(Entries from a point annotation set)
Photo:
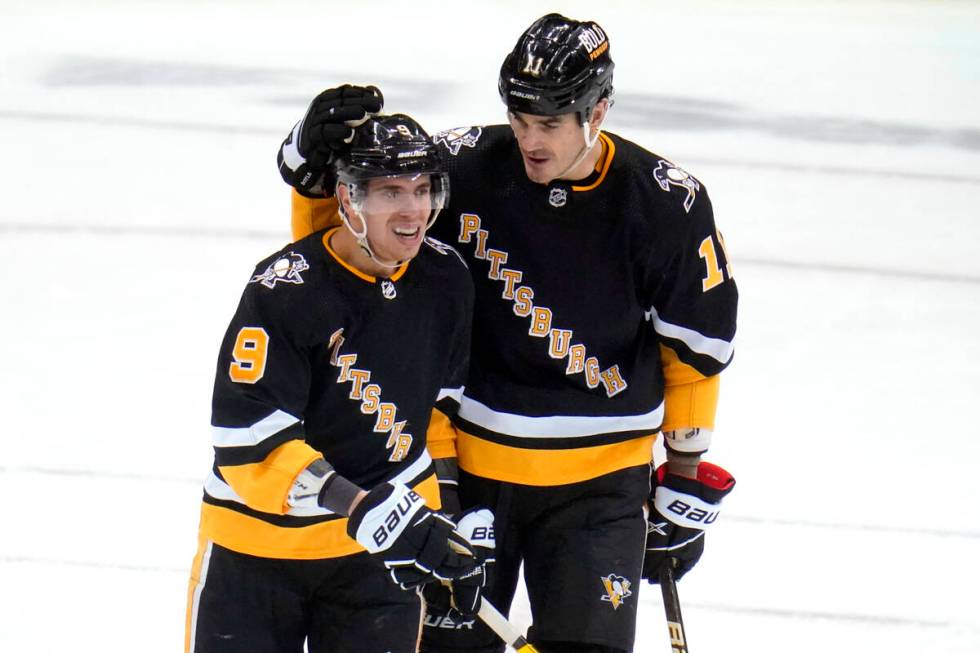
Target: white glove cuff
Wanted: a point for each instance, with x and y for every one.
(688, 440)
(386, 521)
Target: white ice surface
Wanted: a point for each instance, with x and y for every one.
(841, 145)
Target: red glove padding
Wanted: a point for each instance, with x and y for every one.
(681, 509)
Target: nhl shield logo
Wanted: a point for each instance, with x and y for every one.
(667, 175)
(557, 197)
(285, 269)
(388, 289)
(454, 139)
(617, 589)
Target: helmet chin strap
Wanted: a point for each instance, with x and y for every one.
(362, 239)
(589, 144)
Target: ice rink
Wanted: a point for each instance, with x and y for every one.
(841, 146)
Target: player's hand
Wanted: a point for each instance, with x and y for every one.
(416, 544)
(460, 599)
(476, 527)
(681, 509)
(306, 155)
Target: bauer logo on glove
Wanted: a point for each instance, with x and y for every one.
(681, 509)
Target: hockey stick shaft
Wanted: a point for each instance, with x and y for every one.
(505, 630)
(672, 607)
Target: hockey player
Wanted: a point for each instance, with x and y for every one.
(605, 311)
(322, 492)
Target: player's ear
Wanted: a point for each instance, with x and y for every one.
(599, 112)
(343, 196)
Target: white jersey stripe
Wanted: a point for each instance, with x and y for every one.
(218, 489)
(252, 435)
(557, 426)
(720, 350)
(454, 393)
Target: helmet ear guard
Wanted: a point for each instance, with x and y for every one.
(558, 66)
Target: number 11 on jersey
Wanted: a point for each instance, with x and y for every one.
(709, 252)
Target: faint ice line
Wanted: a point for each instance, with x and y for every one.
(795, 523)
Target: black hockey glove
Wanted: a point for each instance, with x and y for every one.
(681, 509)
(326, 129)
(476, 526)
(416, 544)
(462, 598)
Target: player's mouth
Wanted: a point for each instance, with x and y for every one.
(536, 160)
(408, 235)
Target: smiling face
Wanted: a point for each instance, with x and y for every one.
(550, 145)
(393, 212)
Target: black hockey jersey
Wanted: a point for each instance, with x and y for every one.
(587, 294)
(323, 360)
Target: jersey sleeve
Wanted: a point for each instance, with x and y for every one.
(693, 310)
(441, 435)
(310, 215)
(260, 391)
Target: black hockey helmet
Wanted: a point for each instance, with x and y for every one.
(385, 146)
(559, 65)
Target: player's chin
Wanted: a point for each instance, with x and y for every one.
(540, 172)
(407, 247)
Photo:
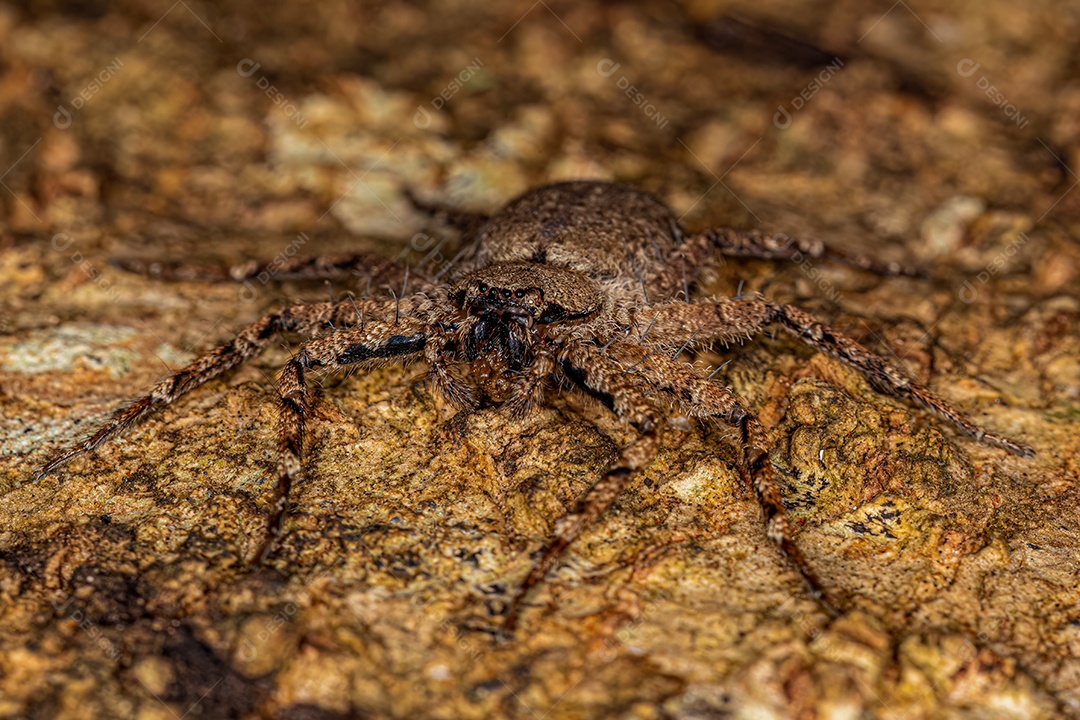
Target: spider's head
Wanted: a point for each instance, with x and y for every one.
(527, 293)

■ TASK DETAILS
Pictures in the records above are left out; print everything else exactly as written.

■ RIGHT ANSWER
Photo:
Target: white glove cuff
Wanted: a point for each instance, with x and y for every one.
(688, 440)
(386, 521)
Target: white ice surface
Wanted: a point for each instance, with x and y for every one.
(841, 145)
Target: red glove padding
Wanted: a point for each instance, with x and y for every one.
(681, 509)
Target: nhl shield logo
Wanted: a point for each instance, with x and y for every one.
(667, 175)
(557, 197)
(285, 269)
(388, 289)
(454, 139)
(617, 589)
Target: helmet chin strap
Wanted: a point for each instance, with x and y for every one.
(362, 239)
(589, 144)
Target: ice rink
Wanted: a point for each instance, with x and y for every one.
(841, 146)
Target: player's hand
Wanted: a point for each instance, with x and y for every one.
(416, 544)
(460, 599)
(476, 527)
(681, 509)
(306, 155)
Target: bauer logo on glove
Wanted: a point for each instance, with x and y for every one.
(681, 509)
Target: hockey stick shaft
Wanted: a point for each instance, with x and y for every one.
(505, 630)
(672, 607)
Target: hockey player
Wanted: a point for each instance, with x and y for every one.
(605, 311)
(322, 492)
Target: player's ear
Wanted: a point for each instance, with x and y for every one.
(599, 112)
(343, 196)
Target: white jersey stripe
Wanted: a point for each instance, with x and y for every one.
(218, 489)
(252, 435)
(557, 426)
(720, 350)
(454, 393)
Target: helmet ear guard
Wanted: a point for each instance, with x and y for every one.
(558, 66)
Target: number 11 on jersey
Wanted: a point for each instance, with x and y for every one.
(709, 252)
Target: faint ice line
Wanted: a point for each instance, with x and y for every one.
(795, 523)
Target: black hockey glove
Wanted: a point for each instance, with x and y for every one.
(681, 509)
(326, 129)
(476, 526)
(416, 544)
(462, 598)
Target: player's mouth
Wanted: a point for each instance, with x and y for every one.
(536, 160)
(408, 235)
Target: smiling face
Wanted: a point for each instance, with x and y for every one.
(550, 145)
(393, 212)
Target: black hockey jersey
Wanted: a point for each instance, with x and y for every one.
(587, 294)
(323, 360)
Target: jersey sleeve
Wanted: a point for each instance, with x and y for every one.
(693, 310)
(441, 435)
(310, 215)
(260, 391)
Target: black hockey helmet
Wanted: a point for each instance, with x and y for every one.
(385, 146)
(559, 65)
Target: player's chin
Wanted: a point for each instance, with x and y for every one.
(540, 172)
(407, 247)
Photo:
Target: spider's head
Wanted: a point for each instance, with x and y for every one.
(527, 293)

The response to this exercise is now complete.